:: SOURCE DATA ::

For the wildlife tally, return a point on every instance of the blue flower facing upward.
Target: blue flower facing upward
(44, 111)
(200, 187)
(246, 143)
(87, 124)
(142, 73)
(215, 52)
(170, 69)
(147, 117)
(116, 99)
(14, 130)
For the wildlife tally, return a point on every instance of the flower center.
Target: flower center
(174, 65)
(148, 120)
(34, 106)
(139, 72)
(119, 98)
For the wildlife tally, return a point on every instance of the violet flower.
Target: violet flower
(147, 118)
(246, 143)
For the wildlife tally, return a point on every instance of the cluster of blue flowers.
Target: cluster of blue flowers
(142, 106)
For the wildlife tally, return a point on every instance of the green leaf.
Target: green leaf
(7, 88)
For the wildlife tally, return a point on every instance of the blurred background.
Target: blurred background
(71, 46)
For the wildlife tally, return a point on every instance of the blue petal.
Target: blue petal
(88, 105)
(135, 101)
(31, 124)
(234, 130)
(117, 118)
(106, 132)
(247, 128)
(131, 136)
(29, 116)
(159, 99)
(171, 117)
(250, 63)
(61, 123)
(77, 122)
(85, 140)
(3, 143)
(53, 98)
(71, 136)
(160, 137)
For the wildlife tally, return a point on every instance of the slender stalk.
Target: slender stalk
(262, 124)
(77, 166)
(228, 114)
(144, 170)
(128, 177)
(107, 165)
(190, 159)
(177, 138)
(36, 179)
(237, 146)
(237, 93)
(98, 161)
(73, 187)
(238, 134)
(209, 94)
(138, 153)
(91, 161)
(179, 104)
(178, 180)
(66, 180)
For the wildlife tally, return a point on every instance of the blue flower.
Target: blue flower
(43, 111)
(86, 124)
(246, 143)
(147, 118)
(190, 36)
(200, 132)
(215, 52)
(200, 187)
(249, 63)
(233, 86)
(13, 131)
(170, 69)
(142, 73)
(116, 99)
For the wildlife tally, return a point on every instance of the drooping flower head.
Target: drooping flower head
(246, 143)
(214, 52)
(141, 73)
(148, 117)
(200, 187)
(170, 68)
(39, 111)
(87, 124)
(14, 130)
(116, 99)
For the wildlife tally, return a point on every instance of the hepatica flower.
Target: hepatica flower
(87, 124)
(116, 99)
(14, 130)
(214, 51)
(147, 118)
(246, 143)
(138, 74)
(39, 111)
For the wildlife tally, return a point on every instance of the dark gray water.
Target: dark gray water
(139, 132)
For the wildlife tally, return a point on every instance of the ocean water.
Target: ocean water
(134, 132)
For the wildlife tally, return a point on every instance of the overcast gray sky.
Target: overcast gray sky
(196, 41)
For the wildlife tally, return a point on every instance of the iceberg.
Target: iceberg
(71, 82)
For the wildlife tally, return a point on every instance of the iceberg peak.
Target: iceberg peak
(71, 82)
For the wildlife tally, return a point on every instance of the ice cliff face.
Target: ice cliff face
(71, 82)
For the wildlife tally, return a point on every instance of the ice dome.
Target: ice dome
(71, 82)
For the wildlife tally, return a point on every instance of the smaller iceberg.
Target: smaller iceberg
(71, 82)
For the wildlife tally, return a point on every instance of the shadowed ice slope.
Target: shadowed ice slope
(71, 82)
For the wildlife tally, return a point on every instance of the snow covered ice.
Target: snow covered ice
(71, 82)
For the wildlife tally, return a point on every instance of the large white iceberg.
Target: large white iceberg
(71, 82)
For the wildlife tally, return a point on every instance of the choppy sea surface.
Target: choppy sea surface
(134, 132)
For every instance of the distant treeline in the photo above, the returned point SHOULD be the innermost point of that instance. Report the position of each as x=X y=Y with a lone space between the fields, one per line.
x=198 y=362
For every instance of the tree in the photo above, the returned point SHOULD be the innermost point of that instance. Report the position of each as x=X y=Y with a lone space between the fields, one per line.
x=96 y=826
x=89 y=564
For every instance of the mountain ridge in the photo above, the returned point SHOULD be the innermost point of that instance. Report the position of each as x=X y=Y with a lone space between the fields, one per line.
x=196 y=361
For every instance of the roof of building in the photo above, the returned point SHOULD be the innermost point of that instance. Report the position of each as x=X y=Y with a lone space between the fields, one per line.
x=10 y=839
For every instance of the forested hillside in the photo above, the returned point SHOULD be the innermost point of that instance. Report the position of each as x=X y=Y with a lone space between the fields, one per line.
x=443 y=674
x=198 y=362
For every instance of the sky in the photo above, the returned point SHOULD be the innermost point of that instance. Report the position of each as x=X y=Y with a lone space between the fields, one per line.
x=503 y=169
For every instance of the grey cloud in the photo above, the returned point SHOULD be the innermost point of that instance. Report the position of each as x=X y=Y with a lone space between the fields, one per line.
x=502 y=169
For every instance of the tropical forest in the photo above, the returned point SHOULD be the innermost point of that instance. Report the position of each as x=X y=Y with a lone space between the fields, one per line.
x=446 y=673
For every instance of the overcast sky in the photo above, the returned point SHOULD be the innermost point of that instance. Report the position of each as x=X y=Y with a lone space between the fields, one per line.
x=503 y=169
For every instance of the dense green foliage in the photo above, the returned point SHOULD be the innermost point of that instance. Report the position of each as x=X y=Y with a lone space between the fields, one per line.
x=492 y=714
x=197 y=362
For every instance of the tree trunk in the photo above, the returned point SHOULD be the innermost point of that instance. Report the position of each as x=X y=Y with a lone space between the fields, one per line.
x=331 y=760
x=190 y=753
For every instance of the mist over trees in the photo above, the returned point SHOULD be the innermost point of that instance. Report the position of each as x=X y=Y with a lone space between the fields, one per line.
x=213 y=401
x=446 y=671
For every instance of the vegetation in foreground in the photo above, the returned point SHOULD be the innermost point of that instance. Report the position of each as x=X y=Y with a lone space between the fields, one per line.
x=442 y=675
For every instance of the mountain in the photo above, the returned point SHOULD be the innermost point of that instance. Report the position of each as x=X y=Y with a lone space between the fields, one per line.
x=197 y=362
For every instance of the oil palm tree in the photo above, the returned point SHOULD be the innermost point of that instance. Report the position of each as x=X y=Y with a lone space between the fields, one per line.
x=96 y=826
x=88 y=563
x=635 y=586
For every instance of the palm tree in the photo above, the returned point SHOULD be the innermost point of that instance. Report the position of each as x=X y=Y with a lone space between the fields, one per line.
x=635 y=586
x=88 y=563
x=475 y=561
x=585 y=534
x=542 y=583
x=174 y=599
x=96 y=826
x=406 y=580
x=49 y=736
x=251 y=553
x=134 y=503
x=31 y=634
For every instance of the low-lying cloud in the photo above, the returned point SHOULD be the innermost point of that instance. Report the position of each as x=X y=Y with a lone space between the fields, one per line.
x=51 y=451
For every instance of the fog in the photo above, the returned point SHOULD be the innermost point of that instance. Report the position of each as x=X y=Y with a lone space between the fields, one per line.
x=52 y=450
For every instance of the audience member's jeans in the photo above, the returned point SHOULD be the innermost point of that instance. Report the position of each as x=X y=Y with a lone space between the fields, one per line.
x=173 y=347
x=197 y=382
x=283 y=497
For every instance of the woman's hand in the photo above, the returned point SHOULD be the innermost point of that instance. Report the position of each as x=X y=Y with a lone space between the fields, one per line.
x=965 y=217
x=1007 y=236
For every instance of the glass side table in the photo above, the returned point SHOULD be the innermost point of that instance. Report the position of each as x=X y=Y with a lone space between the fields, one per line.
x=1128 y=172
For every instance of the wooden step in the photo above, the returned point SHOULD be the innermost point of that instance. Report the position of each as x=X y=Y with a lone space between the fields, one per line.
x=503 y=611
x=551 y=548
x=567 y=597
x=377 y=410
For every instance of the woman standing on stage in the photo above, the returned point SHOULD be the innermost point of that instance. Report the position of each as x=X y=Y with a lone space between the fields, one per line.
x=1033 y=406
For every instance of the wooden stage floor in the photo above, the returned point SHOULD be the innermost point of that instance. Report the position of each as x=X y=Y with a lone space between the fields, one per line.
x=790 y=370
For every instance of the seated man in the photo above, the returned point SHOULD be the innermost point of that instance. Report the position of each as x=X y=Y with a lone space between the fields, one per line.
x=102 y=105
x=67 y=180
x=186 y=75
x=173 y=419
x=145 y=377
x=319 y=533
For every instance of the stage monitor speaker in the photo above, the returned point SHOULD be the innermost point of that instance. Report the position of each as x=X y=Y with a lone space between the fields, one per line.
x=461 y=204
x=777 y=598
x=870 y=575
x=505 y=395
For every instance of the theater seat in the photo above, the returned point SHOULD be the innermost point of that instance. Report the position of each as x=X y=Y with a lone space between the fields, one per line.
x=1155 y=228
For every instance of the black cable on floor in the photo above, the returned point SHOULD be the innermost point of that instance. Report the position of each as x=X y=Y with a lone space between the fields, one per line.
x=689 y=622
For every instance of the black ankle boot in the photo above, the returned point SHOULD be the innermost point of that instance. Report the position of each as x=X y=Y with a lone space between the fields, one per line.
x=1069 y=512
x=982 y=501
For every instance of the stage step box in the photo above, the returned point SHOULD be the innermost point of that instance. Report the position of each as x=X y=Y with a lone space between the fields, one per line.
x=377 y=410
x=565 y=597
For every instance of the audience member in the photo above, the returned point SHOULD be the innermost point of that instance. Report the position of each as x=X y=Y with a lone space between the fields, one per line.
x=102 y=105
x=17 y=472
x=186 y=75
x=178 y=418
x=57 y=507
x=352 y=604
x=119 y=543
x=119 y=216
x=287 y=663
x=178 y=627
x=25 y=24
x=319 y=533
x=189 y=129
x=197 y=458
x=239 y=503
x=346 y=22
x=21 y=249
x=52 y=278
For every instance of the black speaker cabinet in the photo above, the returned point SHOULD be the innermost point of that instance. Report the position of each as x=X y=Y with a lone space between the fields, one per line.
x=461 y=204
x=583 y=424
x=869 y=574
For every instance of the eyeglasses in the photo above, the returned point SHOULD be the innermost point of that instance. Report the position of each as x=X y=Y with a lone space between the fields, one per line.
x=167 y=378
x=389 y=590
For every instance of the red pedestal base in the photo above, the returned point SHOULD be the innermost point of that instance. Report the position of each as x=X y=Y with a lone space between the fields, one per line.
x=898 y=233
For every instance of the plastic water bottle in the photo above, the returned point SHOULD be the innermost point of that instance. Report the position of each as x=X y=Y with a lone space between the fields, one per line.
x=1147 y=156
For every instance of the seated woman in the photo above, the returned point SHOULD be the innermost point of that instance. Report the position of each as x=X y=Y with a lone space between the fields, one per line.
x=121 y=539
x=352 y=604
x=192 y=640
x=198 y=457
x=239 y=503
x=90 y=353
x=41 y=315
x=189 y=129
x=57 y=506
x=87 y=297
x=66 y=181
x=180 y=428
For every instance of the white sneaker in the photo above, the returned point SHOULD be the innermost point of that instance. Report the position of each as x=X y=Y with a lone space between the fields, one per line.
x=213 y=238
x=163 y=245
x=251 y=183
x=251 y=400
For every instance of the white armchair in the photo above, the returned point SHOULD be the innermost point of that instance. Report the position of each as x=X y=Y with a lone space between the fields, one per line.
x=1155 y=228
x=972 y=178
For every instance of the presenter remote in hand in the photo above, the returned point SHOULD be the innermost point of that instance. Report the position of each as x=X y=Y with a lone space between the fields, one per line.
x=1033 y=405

:::

EXERCISE INSTRUCTIONS
Update the records from the line containing "For every instance of the seated woman" through the last line, replacing "white sneaker" with "white shoe" and keeping everything else the same. Give back only those lines.

OUTPUT
For every instance of the seated woman in the photo above, the returned point SHOULD be the innermost point of that instance. Report the position of each as x=X y=Y with a lone space between the fields, one per line.
x=121 y=539
x=352 y=604
x=192 y=640
x=198 y=457
x=239 y=503
x=90 y=353
x=41 y=315
x=189 y=129
x=57 y=506
x=87 y=297
x=66 y=181
x=180 y=428
For every instance of the white shoe in the photo above, the returned point SHOULD be the innermost point of that instance. Report the position of each as x=X y=Y with a lone space between the fields, one per line.
x=213 y=238
x=163 y=245
x=251 y=183
x=251 y=400
For every instance of the white armchair in the photo above, the returned point SHOULD be the innermost point of that instance. Report the position of each as x=X y=Y with a lone space between the fields, one per line.
x=1155 y=228
x=972 y=178
For every instance of the presenter remote in hand in the photo above, the returned point SHOULD be the innermost point of that instance. Report the position of each as x=X y=Y with a lone space between the fields, one per line.
x=1033 y=405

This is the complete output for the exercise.